▸ TASK TO CARRY OUT: Copy out the records exactly, starting at the very first line and ending at the line that contains "pixel 232 251", with both of those lines included.

▸ SUPPLIED ENTRIES:
........

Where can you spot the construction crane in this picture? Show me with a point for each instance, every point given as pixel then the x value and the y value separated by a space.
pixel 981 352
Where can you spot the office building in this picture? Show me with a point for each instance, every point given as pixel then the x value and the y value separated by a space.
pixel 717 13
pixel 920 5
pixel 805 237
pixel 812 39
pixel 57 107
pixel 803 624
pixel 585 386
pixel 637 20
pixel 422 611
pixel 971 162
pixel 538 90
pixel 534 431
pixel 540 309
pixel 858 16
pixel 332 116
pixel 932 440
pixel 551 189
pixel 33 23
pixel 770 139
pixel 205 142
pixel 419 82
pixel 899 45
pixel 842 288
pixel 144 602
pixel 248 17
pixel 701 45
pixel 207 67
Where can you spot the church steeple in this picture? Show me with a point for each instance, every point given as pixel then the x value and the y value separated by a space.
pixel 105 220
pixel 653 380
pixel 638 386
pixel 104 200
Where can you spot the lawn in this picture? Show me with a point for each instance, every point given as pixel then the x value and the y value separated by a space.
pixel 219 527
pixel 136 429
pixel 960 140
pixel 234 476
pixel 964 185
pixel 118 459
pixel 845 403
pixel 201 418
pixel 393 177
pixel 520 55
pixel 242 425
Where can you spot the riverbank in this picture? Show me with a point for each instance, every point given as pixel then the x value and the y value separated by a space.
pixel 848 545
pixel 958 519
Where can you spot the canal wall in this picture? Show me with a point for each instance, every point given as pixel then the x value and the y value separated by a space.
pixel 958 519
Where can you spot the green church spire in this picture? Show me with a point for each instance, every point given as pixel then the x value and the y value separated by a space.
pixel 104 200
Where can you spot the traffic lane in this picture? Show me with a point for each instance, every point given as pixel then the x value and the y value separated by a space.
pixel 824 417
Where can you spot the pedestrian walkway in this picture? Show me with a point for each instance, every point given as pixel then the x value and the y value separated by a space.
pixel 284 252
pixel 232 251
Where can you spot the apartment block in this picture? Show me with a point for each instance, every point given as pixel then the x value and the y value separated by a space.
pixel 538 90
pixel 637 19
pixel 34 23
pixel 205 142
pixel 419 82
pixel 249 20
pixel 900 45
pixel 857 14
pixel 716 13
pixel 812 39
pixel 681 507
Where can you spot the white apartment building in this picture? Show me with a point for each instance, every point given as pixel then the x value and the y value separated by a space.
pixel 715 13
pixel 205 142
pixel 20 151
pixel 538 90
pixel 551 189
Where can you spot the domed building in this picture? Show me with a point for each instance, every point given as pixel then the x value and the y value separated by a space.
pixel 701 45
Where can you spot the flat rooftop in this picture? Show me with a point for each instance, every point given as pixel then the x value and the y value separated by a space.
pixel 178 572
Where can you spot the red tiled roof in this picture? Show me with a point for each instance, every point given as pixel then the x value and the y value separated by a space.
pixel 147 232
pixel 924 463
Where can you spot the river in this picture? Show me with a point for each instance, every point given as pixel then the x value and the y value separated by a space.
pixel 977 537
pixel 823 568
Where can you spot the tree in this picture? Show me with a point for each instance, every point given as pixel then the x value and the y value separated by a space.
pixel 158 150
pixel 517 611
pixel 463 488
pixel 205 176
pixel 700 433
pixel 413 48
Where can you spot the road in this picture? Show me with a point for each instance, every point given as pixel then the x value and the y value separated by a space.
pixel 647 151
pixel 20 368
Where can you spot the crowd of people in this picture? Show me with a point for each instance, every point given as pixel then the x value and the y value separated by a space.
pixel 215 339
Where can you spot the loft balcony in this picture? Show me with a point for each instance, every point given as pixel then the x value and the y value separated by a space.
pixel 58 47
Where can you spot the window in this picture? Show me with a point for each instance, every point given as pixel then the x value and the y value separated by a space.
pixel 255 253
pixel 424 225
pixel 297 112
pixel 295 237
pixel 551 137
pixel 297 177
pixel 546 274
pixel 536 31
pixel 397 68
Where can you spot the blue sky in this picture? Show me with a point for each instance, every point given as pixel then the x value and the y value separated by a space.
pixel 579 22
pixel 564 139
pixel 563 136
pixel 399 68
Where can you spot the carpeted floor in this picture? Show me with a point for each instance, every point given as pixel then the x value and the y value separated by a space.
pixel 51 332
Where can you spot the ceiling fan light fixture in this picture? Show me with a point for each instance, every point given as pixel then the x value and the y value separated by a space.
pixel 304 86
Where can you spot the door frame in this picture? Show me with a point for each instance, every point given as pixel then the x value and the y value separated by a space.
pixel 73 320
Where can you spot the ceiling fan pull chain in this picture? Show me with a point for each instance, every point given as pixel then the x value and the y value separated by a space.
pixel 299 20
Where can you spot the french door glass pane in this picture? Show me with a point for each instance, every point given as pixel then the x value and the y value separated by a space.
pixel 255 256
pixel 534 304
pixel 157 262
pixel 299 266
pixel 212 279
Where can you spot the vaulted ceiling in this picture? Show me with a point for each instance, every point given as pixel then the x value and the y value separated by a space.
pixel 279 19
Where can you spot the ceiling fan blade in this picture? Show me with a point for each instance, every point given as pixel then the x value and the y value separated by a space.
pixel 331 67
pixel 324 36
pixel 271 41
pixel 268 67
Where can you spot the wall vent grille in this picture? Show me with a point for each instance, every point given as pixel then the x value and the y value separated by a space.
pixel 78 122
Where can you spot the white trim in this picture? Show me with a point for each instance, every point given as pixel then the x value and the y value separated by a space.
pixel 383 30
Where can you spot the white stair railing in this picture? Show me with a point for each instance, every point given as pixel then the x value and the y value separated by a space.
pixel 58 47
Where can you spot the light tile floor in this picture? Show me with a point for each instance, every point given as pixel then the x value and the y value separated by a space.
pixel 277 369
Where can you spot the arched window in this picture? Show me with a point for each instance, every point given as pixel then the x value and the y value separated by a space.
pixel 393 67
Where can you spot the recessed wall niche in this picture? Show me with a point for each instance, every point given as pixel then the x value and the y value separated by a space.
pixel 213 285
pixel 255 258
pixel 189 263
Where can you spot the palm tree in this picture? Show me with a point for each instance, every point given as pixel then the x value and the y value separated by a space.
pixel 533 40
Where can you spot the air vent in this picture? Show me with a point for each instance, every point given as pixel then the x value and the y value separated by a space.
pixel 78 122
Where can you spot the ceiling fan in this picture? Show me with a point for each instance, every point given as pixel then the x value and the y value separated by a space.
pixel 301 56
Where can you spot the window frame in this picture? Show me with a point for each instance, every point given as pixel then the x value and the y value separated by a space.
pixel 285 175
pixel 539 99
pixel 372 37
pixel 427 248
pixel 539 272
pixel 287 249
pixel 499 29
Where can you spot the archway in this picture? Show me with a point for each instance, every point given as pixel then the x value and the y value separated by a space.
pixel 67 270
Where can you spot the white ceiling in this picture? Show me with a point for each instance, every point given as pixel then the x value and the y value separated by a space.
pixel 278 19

........

▸ REPLY:
Where can you spot the construction crane in this picture? Show me with a point for each instance, every point given as pixel then the x value and the y value separated by a space.
pixel 981 352
Where can you spot the office building in this picture? Show me with a point for each instance, every point given as pixel then the x value and the y value separated by a space.
pixel 717 13
pixel 920 5
pixel 805 237
pixel 812 39
pixel 57 107
pixel 803 624
pixel 585 386
pixel 637 20
pixel 422 611
pixel 971 162
pixel 538 90
pixel 534 431
pixel 540 309
pixel 858 16
pixel 332 116
pixel 932 440
pixel 551 189
pixel 33 23
pixel 770 139
pixel 205 142
pixel 419 82
pixel 899 45
pixel 842 288
pixel 144 602
pixel 248 17
pixel 701 45
pixel 207 67
Where can you spot the church steeple in this picture? Show me with a point for each instance, every point given as pixel then the x value and the y value separated by a space.
pixel 105 220
pixel 653 380
pixel 638 386
pixel 104 200
Where can you spot the lawn in this picture? Show me with a point for each instance, every point given as pixel then the x value and the y value separated by a space.
pixel 219 527
pixel 136 429
pixel 960 140
pixel 234 476
pixel 964 185
pixel 118 459
pixel 845 403
pixel 201 418
pixel 393 177
pixel 520 55
pixel 242 425
Where can you spot the riverbank in this picture? Show me with a point for each instance, every point given as pixel then the x value and the y value separated by a space.
pixel 848 545
pixel 958 519
Where can you spot the canal wall in this picture? Show me with a point for each instance, every point given as pixel then the x value and the y value separated by a space.
pixel 958 519
Where can you spot the green church spire in this picture? Show me with a point for each instance, every point given as pixel then the x value and the y value separated by a space.
pixel 104 200
Where can you spot the traffic lane in this picture? Show me with a point for each instance, every point given as pixel then the x value and the y value separated by a space.
pixel 824 417
Where can you spot the pedestrian walkway in this picture? Show me with a point for each instance, every point given as pixel then the x value and the y value separated by a space.
pixel 284 252
pixel 232 251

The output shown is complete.